The current code path itself does not add any new distributed collectives; it only changes rank-local KV-cache layout and score computation.

MatoTeziTanka · 2026-04-11T20:14:18Z

[RETRACTED 2026-04-11] — This IMPORT_FAIL was a false positive. Root cause: sibling module exists in same records/ folder; runner sys.path bug. Your code is not broken. See correction below: #1154 (comment)

Community Review — Non-record: Polar STE QAT for structural weights

Compliance: NEEDS AUTHOR ACTION — train_gpt.py fails to import on CT2038 (Python 3.10 / torch 2.10.0+cpu)

What I found: The CPU smoke test on CT2038 (proteus-engine, 128 GB RAM, Triton 3.6.0, flash_attn stub, cutlass_evt_fusion stub) failed at the import step with:

ModuleNotFoundError: No module named 'triton_kv_ops'

A few of the common patterns I've seen for this class of error in the 2026-04-11 sweep:

PEP 701 f-string nesting — e.g. log(f" {cat}: {", ".join(...)}") is valid Python 3.12+ but invalid Python 3.10 because the inner ", " re-enters the outer double-quote context. One-character fix: ', ' instead of ", ". See PR Record: SP8192 + Improved Parallel Residuals + Muon 0.97 + LR 0.03 + Legal TTT — val_bpb 1.07785 (3-seed mean) #1541 / Record: SP8192 + Triple Recurrence + Banking + Fused MLP + Muon 0.97 — val_bpb 1.0778 (3-seed mean) #1523 for reference.

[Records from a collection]

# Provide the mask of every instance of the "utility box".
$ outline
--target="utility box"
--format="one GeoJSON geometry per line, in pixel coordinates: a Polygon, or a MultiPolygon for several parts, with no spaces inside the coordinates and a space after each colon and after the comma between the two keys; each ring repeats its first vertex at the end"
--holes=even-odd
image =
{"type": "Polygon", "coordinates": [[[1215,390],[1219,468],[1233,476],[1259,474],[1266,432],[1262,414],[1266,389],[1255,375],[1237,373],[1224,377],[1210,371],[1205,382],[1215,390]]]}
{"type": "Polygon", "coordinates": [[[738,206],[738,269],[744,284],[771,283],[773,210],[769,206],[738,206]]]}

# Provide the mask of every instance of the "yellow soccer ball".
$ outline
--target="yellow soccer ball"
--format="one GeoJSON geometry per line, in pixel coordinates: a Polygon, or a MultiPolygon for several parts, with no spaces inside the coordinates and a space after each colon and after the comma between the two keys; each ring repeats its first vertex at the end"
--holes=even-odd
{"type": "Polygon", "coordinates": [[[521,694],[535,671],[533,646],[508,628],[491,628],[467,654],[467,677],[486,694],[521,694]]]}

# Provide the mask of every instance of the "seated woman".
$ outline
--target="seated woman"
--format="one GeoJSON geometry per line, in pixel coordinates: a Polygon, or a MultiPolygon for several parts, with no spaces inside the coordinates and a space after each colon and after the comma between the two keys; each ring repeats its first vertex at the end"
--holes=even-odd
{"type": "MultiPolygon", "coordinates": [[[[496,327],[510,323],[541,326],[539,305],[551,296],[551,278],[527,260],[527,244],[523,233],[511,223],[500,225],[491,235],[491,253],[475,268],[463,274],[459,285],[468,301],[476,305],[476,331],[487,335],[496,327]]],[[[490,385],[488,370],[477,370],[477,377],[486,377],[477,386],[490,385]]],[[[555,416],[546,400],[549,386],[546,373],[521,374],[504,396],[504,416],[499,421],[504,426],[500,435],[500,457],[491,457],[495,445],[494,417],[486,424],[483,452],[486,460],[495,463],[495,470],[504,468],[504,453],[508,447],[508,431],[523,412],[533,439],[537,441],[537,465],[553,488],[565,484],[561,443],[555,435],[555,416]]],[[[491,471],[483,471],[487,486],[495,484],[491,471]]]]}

...

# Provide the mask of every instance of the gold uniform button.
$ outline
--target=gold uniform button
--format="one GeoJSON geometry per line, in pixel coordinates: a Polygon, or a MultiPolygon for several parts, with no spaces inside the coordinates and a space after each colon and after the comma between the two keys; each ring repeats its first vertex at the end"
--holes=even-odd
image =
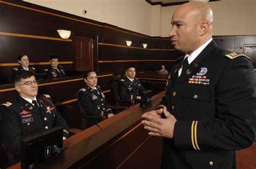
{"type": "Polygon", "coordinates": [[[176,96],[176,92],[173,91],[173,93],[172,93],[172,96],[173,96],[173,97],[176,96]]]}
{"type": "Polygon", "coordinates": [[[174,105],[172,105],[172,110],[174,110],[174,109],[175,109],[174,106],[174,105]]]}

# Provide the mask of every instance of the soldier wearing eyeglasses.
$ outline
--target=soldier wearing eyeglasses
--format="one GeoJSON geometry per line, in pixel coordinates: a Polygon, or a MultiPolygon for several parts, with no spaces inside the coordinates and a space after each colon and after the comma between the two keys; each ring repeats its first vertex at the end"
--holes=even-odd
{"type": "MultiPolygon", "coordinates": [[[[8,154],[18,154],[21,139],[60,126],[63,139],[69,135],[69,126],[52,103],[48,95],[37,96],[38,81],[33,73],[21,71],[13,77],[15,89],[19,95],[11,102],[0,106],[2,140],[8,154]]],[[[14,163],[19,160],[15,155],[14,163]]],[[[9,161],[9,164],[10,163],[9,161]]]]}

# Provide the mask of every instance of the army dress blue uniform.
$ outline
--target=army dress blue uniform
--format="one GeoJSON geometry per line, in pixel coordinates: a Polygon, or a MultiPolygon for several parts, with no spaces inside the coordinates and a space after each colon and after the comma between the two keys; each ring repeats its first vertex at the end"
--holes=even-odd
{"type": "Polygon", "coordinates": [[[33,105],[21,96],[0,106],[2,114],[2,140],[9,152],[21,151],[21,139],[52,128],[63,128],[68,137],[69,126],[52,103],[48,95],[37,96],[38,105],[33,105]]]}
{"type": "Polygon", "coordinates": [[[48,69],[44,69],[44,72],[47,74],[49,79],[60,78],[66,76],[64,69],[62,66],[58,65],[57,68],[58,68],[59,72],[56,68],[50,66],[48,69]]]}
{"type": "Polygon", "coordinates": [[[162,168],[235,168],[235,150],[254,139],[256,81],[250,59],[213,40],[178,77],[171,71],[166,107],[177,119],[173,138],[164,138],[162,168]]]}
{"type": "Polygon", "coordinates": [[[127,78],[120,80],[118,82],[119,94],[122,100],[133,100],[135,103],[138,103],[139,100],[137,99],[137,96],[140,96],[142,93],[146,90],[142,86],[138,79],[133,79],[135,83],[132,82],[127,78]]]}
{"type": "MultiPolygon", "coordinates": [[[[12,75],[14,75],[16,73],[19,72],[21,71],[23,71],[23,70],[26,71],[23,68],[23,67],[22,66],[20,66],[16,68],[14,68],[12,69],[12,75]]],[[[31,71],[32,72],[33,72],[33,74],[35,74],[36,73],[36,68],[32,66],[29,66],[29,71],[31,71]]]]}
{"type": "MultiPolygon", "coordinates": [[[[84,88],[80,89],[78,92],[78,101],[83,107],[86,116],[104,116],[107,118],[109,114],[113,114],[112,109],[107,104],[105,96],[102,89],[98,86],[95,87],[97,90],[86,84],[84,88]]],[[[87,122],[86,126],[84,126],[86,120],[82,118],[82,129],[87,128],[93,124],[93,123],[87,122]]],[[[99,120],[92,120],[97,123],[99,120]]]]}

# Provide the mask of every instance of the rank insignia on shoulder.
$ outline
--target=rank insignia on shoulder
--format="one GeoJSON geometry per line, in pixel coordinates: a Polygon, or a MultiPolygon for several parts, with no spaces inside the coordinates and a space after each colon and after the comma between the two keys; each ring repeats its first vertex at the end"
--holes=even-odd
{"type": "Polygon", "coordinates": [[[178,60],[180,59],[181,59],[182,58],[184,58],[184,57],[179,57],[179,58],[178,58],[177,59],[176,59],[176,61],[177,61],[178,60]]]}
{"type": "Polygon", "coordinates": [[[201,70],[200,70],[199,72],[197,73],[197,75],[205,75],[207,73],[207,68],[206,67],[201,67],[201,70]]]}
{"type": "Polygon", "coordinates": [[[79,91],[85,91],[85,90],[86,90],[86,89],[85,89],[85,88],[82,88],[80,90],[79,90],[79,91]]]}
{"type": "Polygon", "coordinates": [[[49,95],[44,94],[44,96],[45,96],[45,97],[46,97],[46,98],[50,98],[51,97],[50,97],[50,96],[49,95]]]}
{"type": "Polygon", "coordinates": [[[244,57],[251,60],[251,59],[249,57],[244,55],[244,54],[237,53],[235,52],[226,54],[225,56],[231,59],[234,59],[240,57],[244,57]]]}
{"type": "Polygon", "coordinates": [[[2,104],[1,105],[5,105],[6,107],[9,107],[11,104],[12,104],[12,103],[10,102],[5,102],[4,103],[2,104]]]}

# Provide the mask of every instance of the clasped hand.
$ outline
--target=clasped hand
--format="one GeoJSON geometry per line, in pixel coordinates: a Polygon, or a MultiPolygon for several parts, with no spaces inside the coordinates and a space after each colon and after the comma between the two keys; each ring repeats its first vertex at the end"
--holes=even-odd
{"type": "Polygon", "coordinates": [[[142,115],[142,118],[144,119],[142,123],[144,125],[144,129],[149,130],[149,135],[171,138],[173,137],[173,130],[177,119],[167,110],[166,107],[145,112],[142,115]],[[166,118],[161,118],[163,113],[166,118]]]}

# TASK REQUIREMENTS
[a] In the code review thread, what error message did the import step fail with?
[b] Write out the code review thread word for word, everything from "MatoTeziTanka · 2026-04-11T20:14:18Z" down to "below: #1154 (comment)".
[c] Pick up the code review thread where it stops and keep writing.
You can do all of this without the records.

# EXPECTED RESPONSES
[a] ModuleNotFoundError: No module named 'triton_kv_ops'

[b]
MatoTeziTanka · 2026-04-11T20:14:18Z

[RETRACTED 2026-04-11] — This IMPORT_FAIL was a false positive. Root cause: sibling module exists in same records/ folder; runner sys.path bug. Your code is not broken. See correction below: #1154 (comment)

[c]
Missing flash_attn variants — e.g. from flash_attn_interface import flash_attn_varlen_func when the wrapper script only stubs flash_attn_func. Not a PR defect on H100s, but the eval image / CPU preflight path needs a guarded import.
Local compiled extension — e.g. import cutlass_evt_fusion from a records/*/cutlass_evt_fusion/ subfolder that isn't on the import path at smoke time. Usually an import-order issue inside the script.
Actual syntax error — typo, missing bracket, etc.

Recommendation: Could you run python3 -c "import py_compile; py_compile.compile('train_gpt.py')" on your records-folder train_gpt.py under Python 3.10 specifically? The eval image is Python 3.10 per Issue #17 / the README, so any parse error on 3.10 blocks the submission at import time before any of the scored-eval logic runs.

Once the parse/import issue is fixed, I'll re-run the compliance audit through the normal pipeline. No other flags identified yet because the audit halts at the import step.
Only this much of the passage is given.